* Tugas yang diberikan A *
Salin persis baris data mulai dari baris yang memuat "litter on ground." sampai dengan baris yang memuat "149], [15, 149]]".

Tapi permintaan itu tidak ditanggapi kubu Susrama. Kuasa hukum Susrama, Wayan Yarmada, yang juga Ketua DPD PDIP Bali Bidang Hukum dan HAM, secara terbuka menolak untuk mundur dari barisan pembela Susrama. Dia mengaku hanya mau mundur jika mendapat perintah langsung dari Ketua Umum PDI Perjuangan Megawati Soekarnoputri, Sekjen PDI Perjuangan Pramono Anung, Ketua DPD PDI Perjuangan Bali AA Ngurah Oka Ratmadi atau Sekretaris DPD PDIP Bali, Nyoman Parta.

Masalah krusial ini akhirnya selesai setelah advokat senior yang juga Ketua Kongres Advokat Indonesia (KAI) Bali, Nyoman Sudiantara, turun tangan. Sejak awal Sudiantara memang bagian dari Tim Advokasi Kasus Prabangsa yang dibentuk AJI Denpasar. Kebetulan Sudiantara juga kader PDIP yang punya jabatan cukup penting dalam struktur partai. Dia adalah bagian dari Badan Pemenangan Pemilu DPC PDIP Denpasar.

Berkat pendekatan Sudiantara, satu demi satu kader dan pengurus PDIP yang terlibat dalam tim kuasa hukum Susrama mengundurkan diri. Gerakan politisasi tindak kriminal Susrama berhasil dimentahkan.

* Tugas yang diberikan B *
Tulis kelanjutan teks tentang kasus Prabangsa dan tim kuasa hukum Susrama, mulai setelah kalimat terakhirnya.

Baris data:

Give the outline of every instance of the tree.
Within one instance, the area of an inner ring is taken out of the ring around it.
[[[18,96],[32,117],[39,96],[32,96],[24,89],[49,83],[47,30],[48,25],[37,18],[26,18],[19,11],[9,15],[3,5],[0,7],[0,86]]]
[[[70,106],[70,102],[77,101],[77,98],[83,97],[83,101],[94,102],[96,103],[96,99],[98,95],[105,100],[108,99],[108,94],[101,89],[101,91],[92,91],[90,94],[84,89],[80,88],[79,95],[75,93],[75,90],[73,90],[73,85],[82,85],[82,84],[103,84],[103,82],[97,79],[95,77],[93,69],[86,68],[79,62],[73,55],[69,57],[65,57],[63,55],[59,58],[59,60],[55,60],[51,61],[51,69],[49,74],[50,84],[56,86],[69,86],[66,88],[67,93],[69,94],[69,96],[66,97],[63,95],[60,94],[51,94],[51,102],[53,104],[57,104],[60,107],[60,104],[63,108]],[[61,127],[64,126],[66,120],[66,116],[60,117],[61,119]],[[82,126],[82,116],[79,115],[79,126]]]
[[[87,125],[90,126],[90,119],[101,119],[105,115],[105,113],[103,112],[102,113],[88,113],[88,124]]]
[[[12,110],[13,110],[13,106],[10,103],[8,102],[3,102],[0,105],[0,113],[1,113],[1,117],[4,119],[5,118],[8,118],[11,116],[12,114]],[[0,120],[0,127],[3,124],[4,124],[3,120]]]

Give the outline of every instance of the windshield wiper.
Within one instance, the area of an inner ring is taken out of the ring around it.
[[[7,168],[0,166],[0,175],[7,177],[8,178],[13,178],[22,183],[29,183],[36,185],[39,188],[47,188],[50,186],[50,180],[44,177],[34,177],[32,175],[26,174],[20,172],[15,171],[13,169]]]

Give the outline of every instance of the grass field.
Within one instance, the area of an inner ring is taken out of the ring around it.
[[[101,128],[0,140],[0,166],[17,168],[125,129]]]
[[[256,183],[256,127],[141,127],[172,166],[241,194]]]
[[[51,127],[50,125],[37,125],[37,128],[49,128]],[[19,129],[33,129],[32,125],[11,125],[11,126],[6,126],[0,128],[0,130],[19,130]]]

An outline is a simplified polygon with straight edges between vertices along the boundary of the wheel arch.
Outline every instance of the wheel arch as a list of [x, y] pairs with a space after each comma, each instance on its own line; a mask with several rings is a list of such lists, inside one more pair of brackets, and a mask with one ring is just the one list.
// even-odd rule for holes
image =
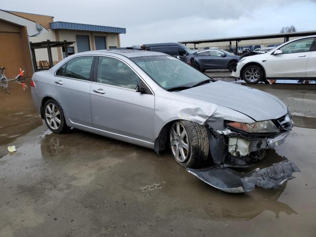
[[246, 68], [248, 66], [252, 65], [257, 65], [260, 67], [260, 68], [261, 68], [261, 69], [262, 69], [262, 71], [263, 72], [263, 76], [264, 78], [263, 79], [266, 79], [266, 78], [267, 77], [267, 74], [266, 74], [266, 69], [265, 69], [264, 67], [263, 67], [263, 66], [262, 66], [262, 64], [257, 62], [249, 62], [249, 63], [247, 63], [244, 65], [243, 65], [242, 68], [241, 68], [241, 70], [240, 70], [240, 78], [241, 78], [242, 77], [242, 74], [243, 73], [243, 70], [245, 70], [245, 68]]
[[172, 123], [181, 119], [174, 119], [169, 121], [164, 124], [159, 132], [159, 135], [155, 140], [154, 144], [154, 150], [158, 154], [161, 155], [165, 151], [167, 146], [169, 144], [169, 132]]

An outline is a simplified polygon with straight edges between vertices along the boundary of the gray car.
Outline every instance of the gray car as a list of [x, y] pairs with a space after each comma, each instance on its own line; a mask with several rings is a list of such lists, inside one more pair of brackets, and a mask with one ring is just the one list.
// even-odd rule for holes
[[233, 72], [240, 57], [221, 49], [205, 49], [189, 55], [186, 62], [202, 72], [208, 69], [228, 69]]
[[[32, 85], [35, 106], [53, 132], [74, 127], [158, 154], [170, 149], [189, 172], [226, 192], [246, 192], [255, 185], [267, 188], [249, 183], [255, 179], [251, 174], [245, 180], [228, 167], [244, 168], [262, 159], [268, 149], [284, 142], [292, 126], [286, 106], [275, 96], [213, 79], [158, 52], [74, 54], [35, 73]], [[210, 170], [201, 171], [211, 163]], [[284, 166], [295, 167], [291, 164], [279, 164], [284, 171]], [[276, 168], [279, 179], [270, 186], [293, 178], [280, 169]], [[224, 180], [228, 175], [237, 181], [214, 184], [219, 170]]]

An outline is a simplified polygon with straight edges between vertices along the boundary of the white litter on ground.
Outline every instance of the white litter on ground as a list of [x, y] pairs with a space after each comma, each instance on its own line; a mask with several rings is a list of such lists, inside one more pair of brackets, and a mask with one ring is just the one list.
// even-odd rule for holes
[[15, 146], [11, 146], [8, 147], [8, 151], [10, 152], [16, 152], [16, 149], [15, 149]]

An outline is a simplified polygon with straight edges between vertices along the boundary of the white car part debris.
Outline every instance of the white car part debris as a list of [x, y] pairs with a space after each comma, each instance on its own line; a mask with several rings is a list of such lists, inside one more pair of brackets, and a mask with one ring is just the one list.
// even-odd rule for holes
[[[165, 184], [165, 182], [162, 181], [161, 183]], [[157, 184], [154, 184], [151, 185], [146, 185], [145, 187], [140, 188], [143, 192], [151, 191], [155, 189], [159, 189], [162, 188], [162, 185], [161, 183], [158, 183]]]
[[249, 146], [251, 141], [238, 137], [230, 137], [228, 139], [228, 152], [235, 157], [244, 157], [249, 155]]
[[10, 152], [16, 152], [16, 149], [15, 149], [15, 146], [11, 146], [8, 147], [8, 151]]
[[294, 178], [294, 172], [301, 172], [295, 164], [287, 160], [262, 169], [257, 168], [247, 174], [220, 164], [202, 169], [187, 168], [187, 171], [221, 191], [235, 193], [251, 191], [255, 186], [277, 189], [286, 181]]

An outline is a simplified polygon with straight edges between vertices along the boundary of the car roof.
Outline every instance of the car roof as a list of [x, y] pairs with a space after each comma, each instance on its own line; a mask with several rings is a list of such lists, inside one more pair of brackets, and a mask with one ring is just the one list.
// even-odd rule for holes
[[136, 57], [146, 57], [148, 56], [162, 56], [168, 55], [165, 53], [150, 50], [135, 50], [135, 49], [109, 49], [102, 50], [93, 50], [83, 52], [76, 54], [76, 55], [86, 54], [104, 54], [109, 55], [111, 54], [119, 54], [127, 58], [135, 58]]
[[182, 46], [182, 44], [179, 43], [145, 43], [143, 44], [146, 47], [161, 47], [167, 46]]

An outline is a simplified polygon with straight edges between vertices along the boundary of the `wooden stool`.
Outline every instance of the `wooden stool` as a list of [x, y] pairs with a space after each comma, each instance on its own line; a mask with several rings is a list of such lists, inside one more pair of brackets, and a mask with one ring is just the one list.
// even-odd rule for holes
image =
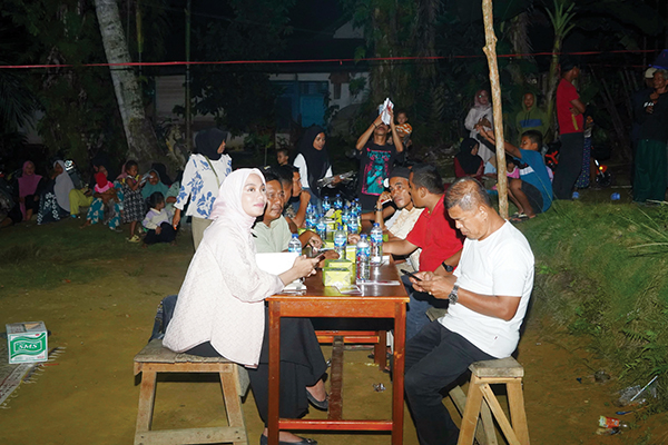
[[[135, 376], [139, 373], [143, 376], [135, 445], [248, 444], [242, 411], [242, 396], [249, 383], [245, 368], [223, 357], [178, 354], [163, 347], [163, 340], [155, 339], [135, 356]], [[150, 431], [157, 373], [218, 373], [229, 426]]]
[[[524, 397], [522, 395], [522, 377], [524, 376], [522, 365], [514, 358], [508, 357], [498, 360], [477, 362], [469, 366], [469, 369], [471, 370], [471, 382], [458, 445], [473, 444], [475, 426], [479, 423], [478, 417], [481, 409], [483, 409], [483, 398], [492, 415], [497, 418], [508, 443], [510, 445], [529, 445], [529, 429], [527, 428], [527, 414], [524, 413]], [[501, 405], [490, 387], [491, 384], [505, 384], [512, 426], [501, 409]], [[491, 418], [485, 419], [485, 416], [483, 416], [482, 425], [488, 443], [491, 441], [497, 443]]]

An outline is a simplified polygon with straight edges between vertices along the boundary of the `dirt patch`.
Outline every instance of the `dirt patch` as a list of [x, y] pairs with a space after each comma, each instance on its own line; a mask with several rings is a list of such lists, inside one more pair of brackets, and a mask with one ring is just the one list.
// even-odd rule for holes
[[[185, 241], [184, 241], [185, 243]], [[67, 349], [45, 367], [35, 384], [21, 385], [10, 408], [0, 412], [2, 444], [129, 444], [132, 443], [139, 387], [132, 357], [150, 336], [158, 301], [178, 291], [191, 256], [188, 246], [95, 261], [98, 279], [62, 283], [51, 289], [22, 289], [1, 297], [4, 323], [45, 320], [51, 347]], [[605, 368], [583, 339], [530, 324], [519, 348], [525, 368], [524, 397], [531, 442], [534, 444], [662, 444], [668, 443], [666, 415], [639, 421], [623, 416], [635, 429], [617, 436], [597, 436], [600, 415], [616, 416], [615, 378], [601, 385], [593, 373]], [[366, 357], [346, 352], [344, 414], [382, 418], [390, 414], [390, 387]], [[612, 376], [615, 377], [615, 376]], [[578, 380], [578, 378], [581, 379]], [[262, 424], [252, 395], [244, 404], [250, 443]], [[642, 413], [640, 413], [641, 415]], [[322, 413], [310, 416], [323, 417]], [[155, 428], [224, 425], [219, 384], [212, 378], [186, 383], [161, 380], [156, 399]], [[313, 434], [323, 444], [390, 444], [386, 434]], [[416, 444], [406, 412], [405, 444]]]

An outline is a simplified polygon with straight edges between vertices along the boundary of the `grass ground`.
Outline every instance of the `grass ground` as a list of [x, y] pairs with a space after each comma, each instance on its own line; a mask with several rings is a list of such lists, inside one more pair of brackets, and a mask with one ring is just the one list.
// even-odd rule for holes
[[[522, 226], [538, 257], [534, 305], [518, 356], [525, 368], [527, 415], [536, 444], [668, 444], [668, 417], [648, 416], [648, 409], [623, 417], [632, 429], [595, 434], [598, 416], [616, 416], [619, 408], [611, 402], [629, 376], [622, 375], [623, 363], [610, 359], [610, 349], [632, 352], [644, 342], [625, 343], [619, 326], [601, 317], [623, 314], [611, 310], [613, 298], [630, 305], [637, 296], [628, 294], [632, 289], [646, 286], [648, 295], [665, 289], [665, 281], [652, 285], [641, 277], [664, 277], [664, 260], [636, 257], [628, 249], [644, 239], [641, 226], [625, 219], [639, 215], [638, 208], [626, 204], [626, 196], [610, 204], [609, 192], [582, 194], [580, 202], [556, 206]], [[125, 241], [127, 234], [78, 225], [67, 220], [0, 230], [0, 323], [45, 320], [50, 346], [67, 347], [0, 412], [2, 444], [132, 441], [138, 400], [132, 356], [150, 335], [158, 301], [178, 291], [193, 255], [189, 234], [174, 247], [141, 249]], [[584, 284], [591, 287], [580, 287]], [[582, 298], [592, 289], [606, 293]], [[600, 334], [591, 320], [598, 320]], [[588, 324], [593, 332], [583, 329]], [[390, 392], [376, 393], [373, 384], [390, 382], [366, 354], [346, 353], [344, 413], [381, 417], [389, 411]], [[600, 369], [611, 375], [608, 383], [595, 382]], [[244, 409], [250, 443], [257, 443], [262, 425], [252, 395]], [[158, 386], [156, 428], [213, 426], [223, 418], [219, 386], [210, 379]], [[313, 437], [321, 444], [390, 443], [386, 435]], [[407, 414], [404, 438], [405, 444], [418, 443]]]

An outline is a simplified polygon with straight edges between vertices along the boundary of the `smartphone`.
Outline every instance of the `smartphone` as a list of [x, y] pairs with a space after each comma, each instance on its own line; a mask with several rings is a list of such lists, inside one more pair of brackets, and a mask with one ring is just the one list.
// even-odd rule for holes
[[413, 274], [412, 271], [407, 271], [405, 269], [401, 269], [402, 273], [404, 273], [405, 275], [407, 275], [411, 278], [415, 278], [418, 281], [422, 281], [422, 278], [418, 277], [415, 274]]

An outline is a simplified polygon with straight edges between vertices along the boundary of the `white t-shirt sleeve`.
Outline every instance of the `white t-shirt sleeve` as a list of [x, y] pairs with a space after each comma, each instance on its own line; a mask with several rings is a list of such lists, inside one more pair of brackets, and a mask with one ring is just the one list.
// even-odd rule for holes
[[306, 159], [304, 159], [304, 156], [302, 154], [297, 155], [293, 165], [299, 169], [299, 176], [302, 177], [302, 188], [310, 188], [308, 168], [306, 167]]

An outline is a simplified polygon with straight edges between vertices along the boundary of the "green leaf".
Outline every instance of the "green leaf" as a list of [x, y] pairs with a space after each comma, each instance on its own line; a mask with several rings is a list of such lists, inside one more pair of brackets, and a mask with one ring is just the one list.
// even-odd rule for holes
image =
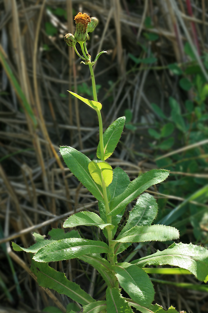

* Keluaran yang diharapkan A *
An outline is a simplified polygon with straight edges between vertices along the boundary of the white litter on ground.
Outline every instance of the white litter on ground as a list of [x, y] pairs with a space after each comma, each instance on its own line; a mask with several rings is a list of such lists, inside one more pair of brackets, and a mask with one ring is just the one list.
// even-odd rule for holes
[[15, 146], [11, 146], [8, 147], [8, 151], [10, 152], [16, 152], [16, 149], [15, 149]]

* Keluaran yang diharapkan B *
Ketika Pemilihan Legislatif dan Pemilihan Presiden digelar di Bangli, April dan Juli 2009, prediksi Tim Advokasi Kasus Prabangsa terbukti akurat. Keputusan PDIP untuk menjauhkan diri dari Susrama berdampak positif. Suara Partai Banteng sama sekali tak terusik, bahkan melonjak.

Pada pemilihan umum legislatif, perolehan suara PDI Perjuangan di Kabupaten Bangli naik menjadi 62.330 suara. Sedangkan pada pemilihan umum presiden, pasangan Megawati-Prabowo Subianto meraih 78.458 suara.

***

Pada 25 Mei 2009, AJI Denpasar menggelar doa peringatan 100 hari meninggalnya Prabangsa. Ratusan aktivis Hak Asasi Manusia, penggiat LSM, politikus, seniman, tokoh agama, aktivis lingkungan, advokat, memenuhi pelataran kantor AJI Denpasar. Tak sedikit yang membawa minuman dan makanan kecil untuk membantu konsumsi acara.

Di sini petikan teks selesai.